How to build a better picture of substance use in recreational settings is explored today in a new EMCDDA report: Monitoring drug use in recreational settings across Europe: conceptual challenges and methodological innovations.
The report examines how drug-use data are currently collected in recreational settings, and identifies the benefits and challenges of monitoring in these milieux.
Highlighted in the report is the need for standardised data-collection tools to improve comparability in Europe. The report describes how self-report targeted population surveys (TPSs) in situ are becoming an increasingly important part of monitoring activities across countries. Online self-report targeted surveys of ‘recreational drug users’ are also flagged as exciting opportunities to improve monitoring. The need to include questions in general population surveys (GPS) that might capture drug use in recreational settings is similarly raised.
The report shows how specific drugs, drug-using populations and recreational settings dominate investigations, while others tend to be ignored. Research largely focuses on night-time-economy (NTE) locations, such as clubs and bars, leaving a significant knowledge gap around drug use in other recreational settings (e.g. private parties, illegal raves).
The point is made that drug use takes place in both private and public recreational settings and that targeted surveys need to focus on more diverse (and previously hidden) populations to include under-researched relevant spaces, places and times across Europe. It is argued that those using drugs in recreational settings are not a homogeneous group and that statistical data collected in this milieu can capture this diversity, allowing for better designed and targeted interventions.
According to the report: ‘Improved monitoring of substance use in recreational settings can help build a better evidence base for more balanced, proportionate drug policies aimed at prevention and harm reduction’.

# [EXCERPTED DATA]
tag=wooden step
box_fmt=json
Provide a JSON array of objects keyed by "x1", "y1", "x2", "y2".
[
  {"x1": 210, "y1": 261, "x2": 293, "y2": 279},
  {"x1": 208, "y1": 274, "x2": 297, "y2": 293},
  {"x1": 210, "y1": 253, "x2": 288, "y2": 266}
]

# [REQUIREMENT]
Copy out the text about the EMCDDA report on monitoring drug use in recreational settings word for word, from start to finish.

# [RESPONSE TO THE TASK]
How to build a better picture of substance use in recreational settings is explored today in a new EMCDDA report: Monitoring drug use in recreational settings across Europe: conceptual challenges and methodological innovations.
The report examines how drug-use data are currently collected in recreational settings, and identifies the benefits and challenges of monitoring in these milieux.
Highlighted in the report is the need for standardised data-collection tools to improve comparability in Europe. The report describes how self-report targeted population surveys (TPSs) in situ are becoming an increasingly important part of monitoring activities across countries. Online self-report targeted surveys of ‘recreational drug users’ are also flagged as exciting opportunities to improve monitoring. The need to include questions in general population surveys (GPS) that might capture drug use in recreational settings is similarly raised.
The report shows how specific drugs, drug-using populations and recreational settings dominate investigations, while others tend to be ignored. Research largely focuses on night-time-economy (NTE) locations, such as clubs and bars, leaving a significant knowledge gap around drug use in other recreational settings (e.g. private parties, illegal raves).
The point is made that drug use takes place in both private and public recreational settings and that targeted surveys need to focus on more diverse (and previously hidden) populations to include under-researched relevant spaces, places and times across Europe. It is argued that those using drugs in recreational settings are not a homogeneous group and that statistical data collected in this milieu can capture this diversity, allowing for better designed and targeted interventions.
According to the report: ‘Improved monitoring of substance use in recreational settings can help build a better evidence base for more balanced, proportionate drug policies aimed at prevention and harm reduction’.